| Goal of the exercise |
Take the line with "the man's forearm in the picture above." as the first and the last line of the data as the end. Write out both and every line between exactly, except pictures.
Start of Dataset excerpts
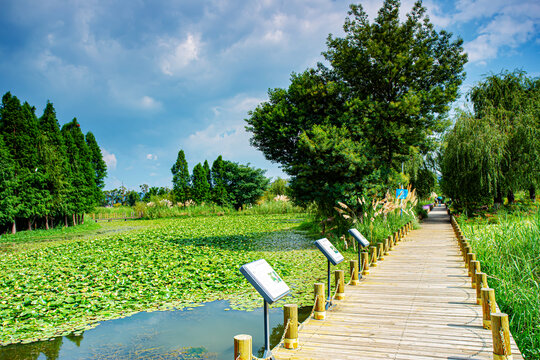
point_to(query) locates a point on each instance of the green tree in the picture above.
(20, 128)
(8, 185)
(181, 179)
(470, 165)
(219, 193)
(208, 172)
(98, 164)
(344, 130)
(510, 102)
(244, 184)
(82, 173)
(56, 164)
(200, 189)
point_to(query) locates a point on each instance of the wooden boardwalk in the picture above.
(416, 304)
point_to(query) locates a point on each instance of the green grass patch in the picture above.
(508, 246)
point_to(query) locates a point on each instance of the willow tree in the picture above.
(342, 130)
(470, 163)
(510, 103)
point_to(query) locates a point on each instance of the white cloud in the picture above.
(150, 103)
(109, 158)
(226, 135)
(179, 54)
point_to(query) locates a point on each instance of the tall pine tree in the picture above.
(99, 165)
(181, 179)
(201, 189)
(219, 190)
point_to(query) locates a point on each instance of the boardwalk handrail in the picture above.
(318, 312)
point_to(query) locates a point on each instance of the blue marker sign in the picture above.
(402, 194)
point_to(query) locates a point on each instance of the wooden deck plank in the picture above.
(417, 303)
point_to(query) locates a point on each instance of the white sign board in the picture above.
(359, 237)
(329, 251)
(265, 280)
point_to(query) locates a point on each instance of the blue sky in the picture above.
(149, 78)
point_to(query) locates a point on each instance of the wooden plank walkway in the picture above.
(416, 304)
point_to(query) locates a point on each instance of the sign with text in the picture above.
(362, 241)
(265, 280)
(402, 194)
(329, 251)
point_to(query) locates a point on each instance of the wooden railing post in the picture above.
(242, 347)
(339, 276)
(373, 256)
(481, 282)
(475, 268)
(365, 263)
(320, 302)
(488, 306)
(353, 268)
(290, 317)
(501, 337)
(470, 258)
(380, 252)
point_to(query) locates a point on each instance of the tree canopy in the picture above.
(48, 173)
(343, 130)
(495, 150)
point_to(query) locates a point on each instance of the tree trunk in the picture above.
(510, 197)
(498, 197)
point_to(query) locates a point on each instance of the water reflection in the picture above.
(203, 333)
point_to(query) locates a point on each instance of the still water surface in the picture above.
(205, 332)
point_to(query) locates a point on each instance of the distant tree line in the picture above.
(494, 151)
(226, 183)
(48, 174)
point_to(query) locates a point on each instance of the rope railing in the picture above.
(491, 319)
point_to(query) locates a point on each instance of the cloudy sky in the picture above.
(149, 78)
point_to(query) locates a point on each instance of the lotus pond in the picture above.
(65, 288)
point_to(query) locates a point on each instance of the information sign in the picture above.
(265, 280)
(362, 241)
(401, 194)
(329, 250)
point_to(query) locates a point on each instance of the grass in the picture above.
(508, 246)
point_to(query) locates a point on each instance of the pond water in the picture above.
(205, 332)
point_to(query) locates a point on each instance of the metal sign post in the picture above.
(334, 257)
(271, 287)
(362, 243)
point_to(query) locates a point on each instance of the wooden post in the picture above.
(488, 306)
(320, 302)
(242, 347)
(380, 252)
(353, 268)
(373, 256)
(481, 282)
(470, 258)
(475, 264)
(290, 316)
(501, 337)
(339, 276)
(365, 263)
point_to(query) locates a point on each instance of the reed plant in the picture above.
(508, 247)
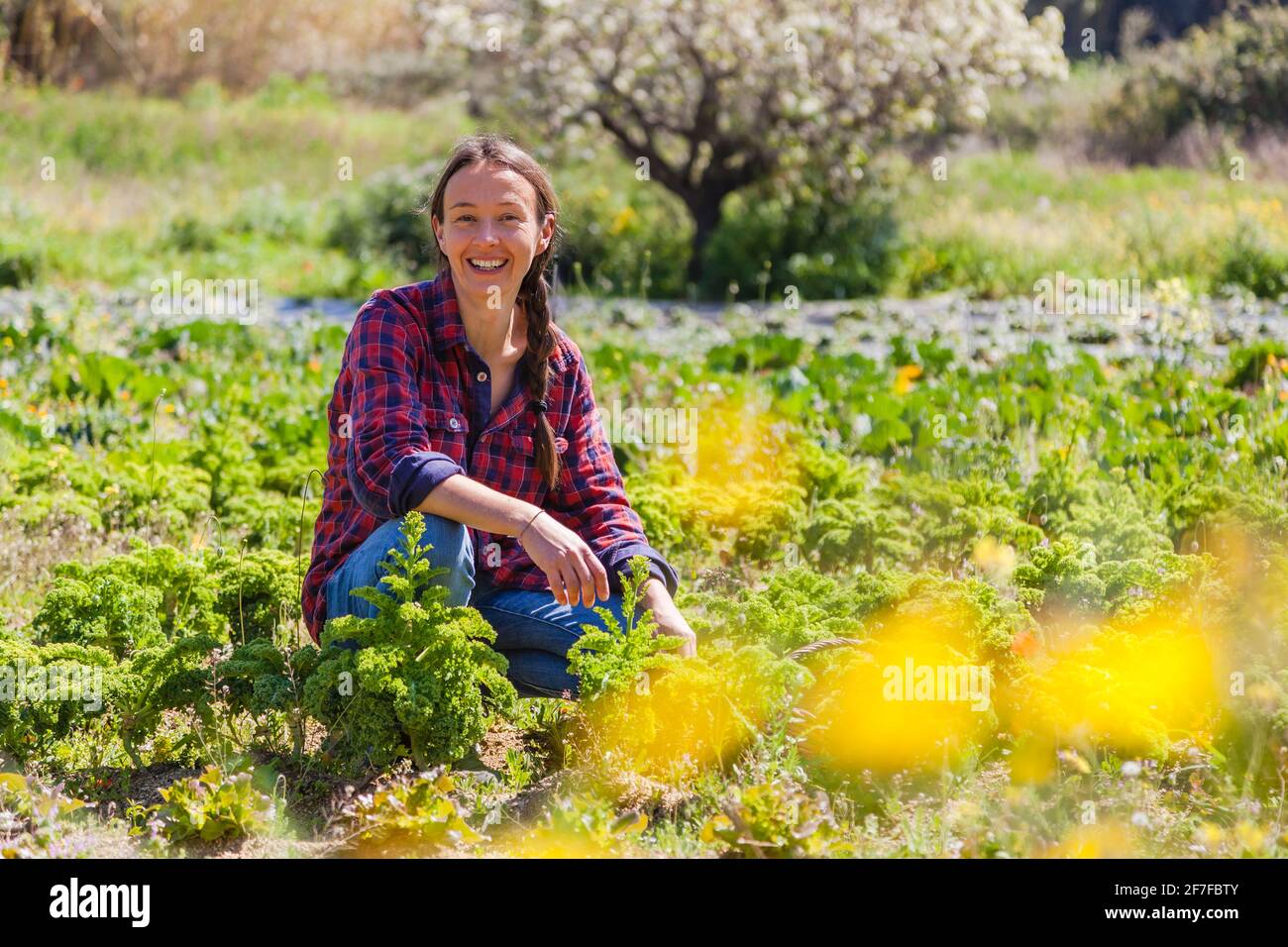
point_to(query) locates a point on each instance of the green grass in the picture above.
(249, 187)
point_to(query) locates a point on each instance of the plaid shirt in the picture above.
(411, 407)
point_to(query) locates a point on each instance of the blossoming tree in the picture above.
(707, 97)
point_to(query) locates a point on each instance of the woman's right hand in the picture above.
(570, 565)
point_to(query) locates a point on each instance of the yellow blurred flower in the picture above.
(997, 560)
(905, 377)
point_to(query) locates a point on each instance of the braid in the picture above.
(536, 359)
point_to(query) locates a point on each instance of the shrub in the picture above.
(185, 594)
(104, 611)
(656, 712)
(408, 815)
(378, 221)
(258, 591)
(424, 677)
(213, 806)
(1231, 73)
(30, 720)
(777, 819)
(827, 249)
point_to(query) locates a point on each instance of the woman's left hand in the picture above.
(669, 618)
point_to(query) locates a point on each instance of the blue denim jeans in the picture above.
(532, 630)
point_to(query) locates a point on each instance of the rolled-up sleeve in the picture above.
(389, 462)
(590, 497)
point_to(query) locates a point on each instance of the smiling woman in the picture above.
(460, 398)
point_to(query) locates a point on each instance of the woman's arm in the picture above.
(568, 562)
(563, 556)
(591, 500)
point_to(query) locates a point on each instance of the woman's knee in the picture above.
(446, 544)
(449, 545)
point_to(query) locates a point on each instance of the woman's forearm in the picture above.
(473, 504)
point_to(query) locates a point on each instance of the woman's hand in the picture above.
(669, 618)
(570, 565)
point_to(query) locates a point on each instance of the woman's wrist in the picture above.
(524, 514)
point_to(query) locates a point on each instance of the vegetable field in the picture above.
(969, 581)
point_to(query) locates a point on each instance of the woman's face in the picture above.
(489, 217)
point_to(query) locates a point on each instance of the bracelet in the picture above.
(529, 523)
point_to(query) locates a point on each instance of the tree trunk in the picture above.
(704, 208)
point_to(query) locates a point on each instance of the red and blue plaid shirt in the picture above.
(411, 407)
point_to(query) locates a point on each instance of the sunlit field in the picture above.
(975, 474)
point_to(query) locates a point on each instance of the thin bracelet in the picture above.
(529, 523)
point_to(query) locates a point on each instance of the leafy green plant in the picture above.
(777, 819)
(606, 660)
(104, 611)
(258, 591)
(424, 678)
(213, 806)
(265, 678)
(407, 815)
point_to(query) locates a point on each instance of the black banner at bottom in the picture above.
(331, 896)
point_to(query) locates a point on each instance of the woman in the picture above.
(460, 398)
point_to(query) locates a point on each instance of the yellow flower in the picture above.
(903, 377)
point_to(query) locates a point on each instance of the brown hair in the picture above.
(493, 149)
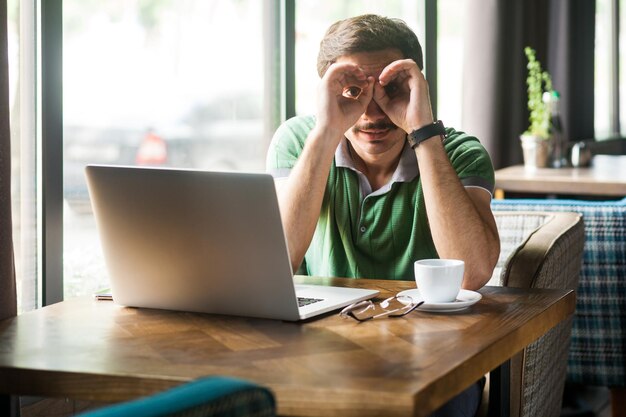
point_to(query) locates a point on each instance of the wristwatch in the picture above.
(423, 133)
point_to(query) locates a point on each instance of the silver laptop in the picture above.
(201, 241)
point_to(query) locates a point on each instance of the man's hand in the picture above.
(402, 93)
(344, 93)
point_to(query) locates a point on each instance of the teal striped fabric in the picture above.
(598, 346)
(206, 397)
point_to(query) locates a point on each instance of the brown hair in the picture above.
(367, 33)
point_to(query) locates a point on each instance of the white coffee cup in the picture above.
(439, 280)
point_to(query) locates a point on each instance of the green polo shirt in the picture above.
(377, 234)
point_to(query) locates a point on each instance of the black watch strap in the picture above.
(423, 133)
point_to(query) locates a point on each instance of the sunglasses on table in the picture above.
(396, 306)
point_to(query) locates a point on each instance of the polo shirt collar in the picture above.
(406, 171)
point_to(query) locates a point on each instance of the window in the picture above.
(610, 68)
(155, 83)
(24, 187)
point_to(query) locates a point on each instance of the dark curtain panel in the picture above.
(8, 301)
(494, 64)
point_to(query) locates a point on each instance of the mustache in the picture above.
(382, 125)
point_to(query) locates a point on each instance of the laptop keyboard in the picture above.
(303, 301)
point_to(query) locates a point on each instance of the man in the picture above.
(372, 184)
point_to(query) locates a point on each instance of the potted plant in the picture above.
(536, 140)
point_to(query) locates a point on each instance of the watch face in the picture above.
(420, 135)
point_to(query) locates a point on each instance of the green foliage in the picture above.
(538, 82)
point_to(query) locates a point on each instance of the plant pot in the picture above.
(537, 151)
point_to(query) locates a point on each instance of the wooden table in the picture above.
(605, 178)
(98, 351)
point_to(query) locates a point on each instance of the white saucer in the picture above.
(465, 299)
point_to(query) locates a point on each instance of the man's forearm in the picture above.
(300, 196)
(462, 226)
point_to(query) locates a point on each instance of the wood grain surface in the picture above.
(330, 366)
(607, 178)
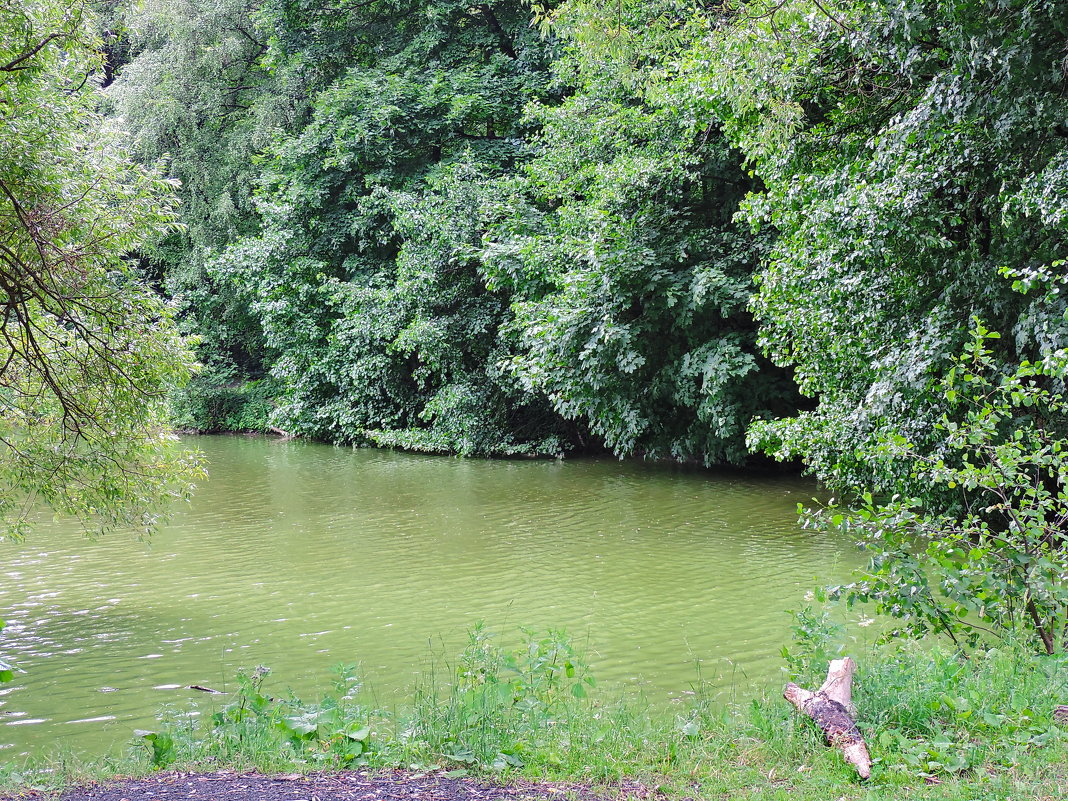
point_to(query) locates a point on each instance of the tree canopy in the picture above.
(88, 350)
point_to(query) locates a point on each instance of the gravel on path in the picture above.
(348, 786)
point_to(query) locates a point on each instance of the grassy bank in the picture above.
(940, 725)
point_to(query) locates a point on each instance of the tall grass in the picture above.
End of Dataset excerpts
| The completed task |
point_to(query) locates a point on each instance of the man's forearm in the picture above.
(300, 196)
(462, 226)
point_to(query) locates a point on each instance of the wood grain surface in the picture above.
(330, 366)
(607, 178)
point_to(query) locates a point on each instance of the tree canopy in the picture above.
(88, 350)
point_to(query) locates a point on each instance of the gravel on path in the picture above.
(348, 786)
point_to(query) locates a point on each instance of the grassy bank in the picture above.
(940, 725)
point_to(query) locates a point on each instance of the tall grass in the picture above.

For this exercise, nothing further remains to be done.